— begin The input —
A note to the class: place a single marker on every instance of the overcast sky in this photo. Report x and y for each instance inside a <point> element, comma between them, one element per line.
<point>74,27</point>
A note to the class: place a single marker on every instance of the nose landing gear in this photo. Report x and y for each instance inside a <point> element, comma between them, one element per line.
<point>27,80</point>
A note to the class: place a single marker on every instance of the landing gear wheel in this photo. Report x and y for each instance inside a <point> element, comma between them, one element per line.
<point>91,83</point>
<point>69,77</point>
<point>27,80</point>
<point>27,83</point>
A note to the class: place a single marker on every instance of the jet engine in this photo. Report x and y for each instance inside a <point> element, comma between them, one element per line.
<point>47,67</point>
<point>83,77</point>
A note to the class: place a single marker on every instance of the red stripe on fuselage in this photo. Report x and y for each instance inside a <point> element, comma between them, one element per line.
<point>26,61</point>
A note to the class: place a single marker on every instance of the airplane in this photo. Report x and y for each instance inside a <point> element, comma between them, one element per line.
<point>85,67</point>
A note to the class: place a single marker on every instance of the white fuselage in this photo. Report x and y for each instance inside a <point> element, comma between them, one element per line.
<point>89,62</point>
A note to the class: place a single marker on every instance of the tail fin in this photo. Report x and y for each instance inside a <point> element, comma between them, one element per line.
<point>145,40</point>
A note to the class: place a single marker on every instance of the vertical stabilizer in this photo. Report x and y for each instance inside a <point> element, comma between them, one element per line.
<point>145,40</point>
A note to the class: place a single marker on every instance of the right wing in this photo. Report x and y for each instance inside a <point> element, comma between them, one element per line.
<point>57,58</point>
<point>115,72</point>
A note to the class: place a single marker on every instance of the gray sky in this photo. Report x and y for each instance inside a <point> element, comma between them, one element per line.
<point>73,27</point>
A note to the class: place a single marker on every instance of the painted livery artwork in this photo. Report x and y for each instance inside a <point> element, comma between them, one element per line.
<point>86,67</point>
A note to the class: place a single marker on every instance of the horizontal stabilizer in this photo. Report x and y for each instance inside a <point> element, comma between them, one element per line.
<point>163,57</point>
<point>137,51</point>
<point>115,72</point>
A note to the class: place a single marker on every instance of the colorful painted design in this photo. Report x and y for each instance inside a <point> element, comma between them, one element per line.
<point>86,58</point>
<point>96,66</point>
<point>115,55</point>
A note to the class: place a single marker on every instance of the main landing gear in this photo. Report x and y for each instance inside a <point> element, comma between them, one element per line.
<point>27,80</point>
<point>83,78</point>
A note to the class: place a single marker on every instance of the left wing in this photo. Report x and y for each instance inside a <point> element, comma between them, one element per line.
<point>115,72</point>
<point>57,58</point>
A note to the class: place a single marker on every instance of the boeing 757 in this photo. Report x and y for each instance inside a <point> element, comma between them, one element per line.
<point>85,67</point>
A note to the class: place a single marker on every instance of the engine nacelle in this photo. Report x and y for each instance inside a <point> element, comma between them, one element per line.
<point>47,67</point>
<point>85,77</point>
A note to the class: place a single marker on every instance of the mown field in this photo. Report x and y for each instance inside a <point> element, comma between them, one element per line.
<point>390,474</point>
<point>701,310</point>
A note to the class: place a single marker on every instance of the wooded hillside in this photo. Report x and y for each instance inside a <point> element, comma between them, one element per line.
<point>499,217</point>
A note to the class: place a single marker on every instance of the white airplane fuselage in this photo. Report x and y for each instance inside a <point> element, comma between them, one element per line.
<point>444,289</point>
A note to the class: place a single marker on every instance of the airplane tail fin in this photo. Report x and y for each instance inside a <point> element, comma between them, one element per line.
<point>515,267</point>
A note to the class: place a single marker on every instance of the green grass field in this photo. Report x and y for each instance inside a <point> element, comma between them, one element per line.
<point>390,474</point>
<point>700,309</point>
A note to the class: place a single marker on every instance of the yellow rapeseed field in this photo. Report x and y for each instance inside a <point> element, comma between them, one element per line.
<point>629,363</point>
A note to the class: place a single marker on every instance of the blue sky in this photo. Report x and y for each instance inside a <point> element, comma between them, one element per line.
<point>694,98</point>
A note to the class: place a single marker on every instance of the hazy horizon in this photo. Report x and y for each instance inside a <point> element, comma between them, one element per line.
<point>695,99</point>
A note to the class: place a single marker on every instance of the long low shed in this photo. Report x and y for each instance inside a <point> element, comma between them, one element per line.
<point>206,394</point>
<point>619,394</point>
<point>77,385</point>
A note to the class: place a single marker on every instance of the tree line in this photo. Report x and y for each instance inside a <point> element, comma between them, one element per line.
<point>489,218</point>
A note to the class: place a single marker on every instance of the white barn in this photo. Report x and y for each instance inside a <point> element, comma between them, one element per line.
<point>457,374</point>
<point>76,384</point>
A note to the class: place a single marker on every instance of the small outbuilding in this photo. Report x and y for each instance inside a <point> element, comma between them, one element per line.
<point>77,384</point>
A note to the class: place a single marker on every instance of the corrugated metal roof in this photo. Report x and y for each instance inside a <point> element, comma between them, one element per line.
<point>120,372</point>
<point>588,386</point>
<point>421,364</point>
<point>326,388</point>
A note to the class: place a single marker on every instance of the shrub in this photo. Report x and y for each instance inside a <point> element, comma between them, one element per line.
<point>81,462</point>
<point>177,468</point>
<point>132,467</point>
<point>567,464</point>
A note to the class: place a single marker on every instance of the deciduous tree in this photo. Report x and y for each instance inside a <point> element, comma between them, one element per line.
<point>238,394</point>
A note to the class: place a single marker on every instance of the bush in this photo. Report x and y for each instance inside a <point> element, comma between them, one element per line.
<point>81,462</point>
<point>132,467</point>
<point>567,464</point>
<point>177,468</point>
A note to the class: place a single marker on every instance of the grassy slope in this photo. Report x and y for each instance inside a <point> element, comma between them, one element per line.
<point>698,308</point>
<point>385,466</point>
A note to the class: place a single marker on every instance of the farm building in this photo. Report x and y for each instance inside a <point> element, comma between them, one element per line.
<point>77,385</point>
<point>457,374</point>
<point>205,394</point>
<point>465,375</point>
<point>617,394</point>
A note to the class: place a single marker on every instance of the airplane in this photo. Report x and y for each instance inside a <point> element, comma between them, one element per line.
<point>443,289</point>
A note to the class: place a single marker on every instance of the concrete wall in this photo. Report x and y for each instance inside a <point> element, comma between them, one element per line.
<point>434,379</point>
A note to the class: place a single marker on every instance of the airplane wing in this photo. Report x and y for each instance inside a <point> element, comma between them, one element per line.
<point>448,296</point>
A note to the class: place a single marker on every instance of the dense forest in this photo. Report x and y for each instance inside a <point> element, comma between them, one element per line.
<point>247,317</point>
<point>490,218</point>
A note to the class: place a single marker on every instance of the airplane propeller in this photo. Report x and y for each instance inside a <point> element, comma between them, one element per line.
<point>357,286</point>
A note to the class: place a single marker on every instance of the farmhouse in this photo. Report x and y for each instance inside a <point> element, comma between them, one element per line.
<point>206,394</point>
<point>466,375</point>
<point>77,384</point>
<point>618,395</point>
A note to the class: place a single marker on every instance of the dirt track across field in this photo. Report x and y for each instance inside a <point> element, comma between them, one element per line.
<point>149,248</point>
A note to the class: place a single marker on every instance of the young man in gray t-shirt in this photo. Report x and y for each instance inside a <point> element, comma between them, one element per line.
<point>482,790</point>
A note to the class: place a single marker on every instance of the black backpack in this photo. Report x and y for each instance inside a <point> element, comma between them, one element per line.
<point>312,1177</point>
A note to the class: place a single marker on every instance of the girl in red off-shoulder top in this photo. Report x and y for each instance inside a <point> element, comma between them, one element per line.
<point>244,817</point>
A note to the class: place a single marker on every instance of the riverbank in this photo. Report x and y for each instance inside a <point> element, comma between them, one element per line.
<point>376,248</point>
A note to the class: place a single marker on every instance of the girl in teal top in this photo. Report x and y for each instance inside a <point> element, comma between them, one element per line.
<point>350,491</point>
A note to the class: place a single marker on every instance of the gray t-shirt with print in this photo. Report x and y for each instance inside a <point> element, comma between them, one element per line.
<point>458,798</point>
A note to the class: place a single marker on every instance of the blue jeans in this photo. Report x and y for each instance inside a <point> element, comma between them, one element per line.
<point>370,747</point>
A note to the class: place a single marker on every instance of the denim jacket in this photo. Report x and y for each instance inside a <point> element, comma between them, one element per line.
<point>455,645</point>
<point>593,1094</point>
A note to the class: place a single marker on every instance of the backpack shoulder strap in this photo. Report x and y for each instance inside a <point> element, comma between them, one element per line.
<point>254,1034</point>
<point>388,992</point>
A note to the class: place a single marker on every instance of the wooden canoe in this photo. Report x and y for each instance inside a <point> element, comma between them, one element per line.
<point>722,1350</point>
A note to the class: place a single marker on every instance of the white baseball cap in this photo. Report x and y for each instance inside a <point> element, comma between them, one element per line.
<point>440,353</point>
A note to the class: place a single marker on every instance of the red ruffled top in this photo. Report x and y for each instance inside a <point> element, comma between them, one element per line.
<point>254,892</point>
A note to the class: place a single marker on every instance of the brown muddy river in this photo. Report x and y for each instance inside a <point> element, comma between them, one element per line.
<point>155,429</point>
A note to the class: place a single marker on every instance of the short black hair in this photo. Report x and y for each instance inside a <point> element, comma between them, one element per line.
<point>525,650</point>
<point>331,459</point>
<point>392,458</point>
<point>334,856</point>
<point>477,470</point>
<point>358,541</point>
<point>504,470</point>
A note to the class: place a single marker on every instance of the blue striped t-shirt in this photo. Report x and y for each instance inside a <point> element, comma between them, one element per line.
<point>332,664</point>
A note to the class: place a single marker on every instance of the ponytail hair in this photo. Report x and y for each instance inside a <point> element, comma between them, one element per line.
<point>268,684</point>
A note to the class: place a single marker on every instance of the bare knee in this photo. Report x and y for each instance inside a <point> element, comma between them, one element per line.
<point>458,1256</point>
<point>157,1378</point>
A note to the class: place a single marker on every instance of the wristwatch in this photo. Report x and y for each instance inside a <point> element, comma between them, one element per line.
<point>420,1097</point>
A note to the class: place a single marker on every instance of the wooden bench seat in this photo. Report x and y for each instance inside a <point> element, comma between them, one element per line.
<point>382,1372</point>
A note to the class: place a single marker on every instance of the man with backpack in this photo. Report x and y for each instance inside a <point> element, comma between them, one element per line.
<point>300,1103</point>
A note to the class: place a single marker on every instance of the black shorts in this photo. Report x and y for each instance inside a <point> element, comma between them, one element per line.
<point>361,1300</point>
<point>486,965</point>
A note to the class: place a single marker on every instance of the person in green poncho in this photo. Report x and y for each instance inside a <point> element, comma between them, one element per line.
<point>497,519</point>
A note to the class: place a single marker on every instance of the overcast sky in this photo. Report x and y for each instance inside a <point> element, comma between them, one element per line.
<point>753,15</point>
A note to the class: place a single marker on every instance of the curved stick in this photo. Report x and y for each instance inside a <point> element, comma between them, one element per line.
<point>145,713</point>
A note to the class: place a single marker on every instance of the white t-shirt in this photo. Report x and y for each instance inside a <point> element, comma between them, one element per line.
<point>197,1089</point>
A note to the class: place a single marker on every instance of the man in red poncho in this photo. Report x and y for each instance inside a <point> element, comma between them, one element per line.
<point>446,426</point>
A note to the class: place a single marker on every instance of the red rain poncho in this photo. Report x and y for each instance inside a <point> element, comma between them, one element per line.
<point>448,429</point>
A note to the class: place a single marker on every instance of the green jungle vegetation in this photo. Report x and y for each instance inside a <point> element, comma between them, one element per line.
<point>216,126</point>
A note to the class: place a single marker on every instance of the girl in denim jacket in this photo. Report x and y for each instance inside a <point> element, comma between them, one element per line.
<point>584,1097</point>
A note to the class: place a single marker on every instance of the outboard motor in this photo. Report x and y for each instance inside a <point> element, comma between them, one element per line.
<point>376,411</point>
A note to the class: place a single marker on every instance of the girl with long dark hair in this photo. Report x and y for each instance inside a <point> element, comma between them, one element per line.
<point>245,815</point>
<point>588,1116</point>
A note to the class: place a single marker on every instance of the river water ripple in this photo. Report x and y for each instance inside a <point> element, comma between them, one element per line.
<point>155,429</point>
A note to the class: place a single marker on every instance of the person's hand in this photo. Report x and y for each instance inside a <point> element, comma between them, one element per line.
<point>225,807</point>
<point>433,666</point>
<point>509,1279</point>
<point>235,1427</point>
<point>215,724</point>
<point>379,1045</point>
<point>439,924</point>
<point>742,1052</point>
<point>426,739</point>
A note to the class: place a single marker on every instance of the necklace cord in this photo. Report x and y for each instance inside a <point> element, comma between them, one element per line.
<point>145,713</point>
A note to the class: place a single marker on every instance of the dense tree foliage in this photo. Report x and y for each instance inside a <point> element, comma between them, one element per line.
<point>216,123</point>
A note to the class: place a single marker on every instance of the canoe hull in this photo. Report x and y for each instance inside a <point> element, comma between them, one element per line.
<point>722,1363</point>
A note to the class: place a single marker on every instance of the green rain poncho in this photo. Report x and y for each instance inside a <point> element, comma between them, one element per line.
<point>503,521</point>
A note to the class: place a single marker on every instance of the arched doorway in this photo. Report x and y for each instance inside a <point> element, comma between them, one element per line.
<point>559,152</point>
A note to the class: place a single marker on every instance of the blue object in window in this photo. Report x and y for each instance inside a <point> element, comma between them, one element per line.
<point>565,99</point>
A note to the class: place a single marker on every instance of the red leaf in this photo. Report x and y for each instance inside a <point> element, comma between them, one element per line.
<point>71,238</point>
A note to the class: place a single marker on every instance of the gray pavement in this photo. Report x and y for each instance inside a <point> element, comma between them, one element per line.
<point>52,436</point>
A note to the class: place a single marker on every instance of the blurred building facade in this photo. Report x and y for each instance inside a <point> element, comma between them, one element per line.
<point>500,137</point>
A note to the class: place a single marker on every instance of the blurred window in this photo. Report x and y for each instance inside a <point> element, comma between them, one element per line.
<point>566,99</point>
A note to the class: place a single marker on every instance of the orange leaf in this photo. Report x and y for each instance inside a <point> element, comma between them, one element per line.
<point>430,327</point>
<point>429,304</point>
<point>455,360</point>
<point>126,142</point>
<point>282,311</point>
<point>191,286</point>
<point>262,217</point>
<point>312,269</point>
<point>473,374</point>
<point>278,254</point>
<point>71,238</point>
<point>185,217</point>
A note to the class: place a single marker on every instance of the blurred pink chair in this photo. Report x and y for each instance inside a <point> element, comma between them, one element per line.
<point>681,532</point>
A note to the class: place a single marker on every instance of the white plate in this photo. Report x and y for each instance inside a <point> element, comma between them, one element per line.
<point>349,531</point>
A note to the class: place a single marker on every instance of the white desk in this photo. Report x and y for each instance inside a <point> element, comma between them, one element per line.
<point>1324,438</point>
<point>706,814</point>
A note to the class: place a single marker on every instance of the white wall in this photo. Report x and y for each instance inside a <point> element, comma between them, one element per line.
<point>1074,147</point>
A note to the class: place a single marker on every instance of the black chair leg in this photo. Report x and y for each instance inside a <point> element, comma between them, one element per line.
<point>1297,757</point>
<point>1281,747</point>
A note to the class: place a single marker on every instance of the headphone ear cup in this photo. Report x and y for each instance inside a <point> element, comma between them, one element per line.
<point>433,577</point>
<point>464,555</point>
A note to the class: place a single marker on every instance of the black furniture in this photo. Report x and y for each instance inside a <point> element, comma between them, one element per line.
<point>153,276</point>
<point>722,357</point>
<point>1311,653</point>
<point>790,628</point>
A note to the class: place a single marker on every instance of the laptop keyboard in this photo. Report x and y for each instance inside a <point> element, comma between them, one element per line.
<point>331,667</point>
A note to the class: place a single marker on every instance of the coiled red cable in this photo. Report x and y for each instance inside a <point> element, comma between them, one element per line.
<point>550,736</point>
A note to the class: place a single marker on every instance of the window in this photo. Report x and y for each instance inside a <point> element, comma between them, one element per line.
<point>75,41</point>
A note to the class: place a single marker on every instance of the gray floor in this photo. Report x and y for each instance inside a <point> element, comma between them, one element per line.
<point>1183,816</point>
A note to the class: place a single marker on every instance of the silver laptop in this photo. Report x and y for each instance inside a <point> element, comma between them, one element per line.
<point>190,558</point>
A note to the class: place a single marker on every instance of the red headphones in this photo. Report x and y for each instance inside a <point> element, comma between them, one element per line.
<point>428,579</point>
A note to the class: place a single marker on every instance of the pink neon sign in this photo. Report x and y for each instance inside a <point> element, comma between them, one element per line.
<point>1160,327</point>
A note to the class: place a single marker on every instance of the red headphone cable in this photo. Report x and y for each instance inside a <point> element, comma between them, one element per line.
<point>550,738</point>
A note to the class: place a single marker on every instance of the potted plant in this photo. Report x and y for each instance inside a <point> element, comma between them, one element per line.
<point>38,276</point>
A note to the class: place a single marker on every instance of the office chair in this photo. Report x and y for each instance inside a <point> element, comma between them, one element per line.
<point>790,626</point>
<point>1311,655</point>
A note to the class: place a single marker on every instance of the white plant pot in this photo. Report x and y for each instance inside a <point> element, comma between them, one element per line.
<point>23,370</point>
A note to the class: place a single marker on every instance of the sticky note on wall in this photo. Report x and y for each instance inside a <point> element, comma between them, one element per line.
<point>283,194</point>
— end The input —
Render the records, from the start through the line containing "<point>83,77</point>", as a two-column CSV headed request and answer, with one row per request. Place each value in a single quoted field and replace its line breaks with spaces.

request,answer
"A note to the class: place a single marker on every instance of the overcast sky in this photo. Report x and y for each instance inside a <point> element, comma between them, one element per line.","<point>74,27</point>"
"A note to the class: place a single marker on every instance of the nose landing gear in this photo. Report x and y for each instance inside a <point> element, comma between them, one element per line.","<point>27,80</point>"
"A note to the class: place a single marker on every instance of the landing gear wheel in this photo. Report x and y for each instance inside a <point> element, comma between them, one element per line.","<point>91,83</point> <point>69,77</point> <point>27,80</point> <point>27,83</point>"
"A note to the class: place a single marker on every instance of the jet engine in this photo. Report x and y for each instance inside a <point> element, comma between them, one element per line.","<point>47,67</point> <point>83,77</point>"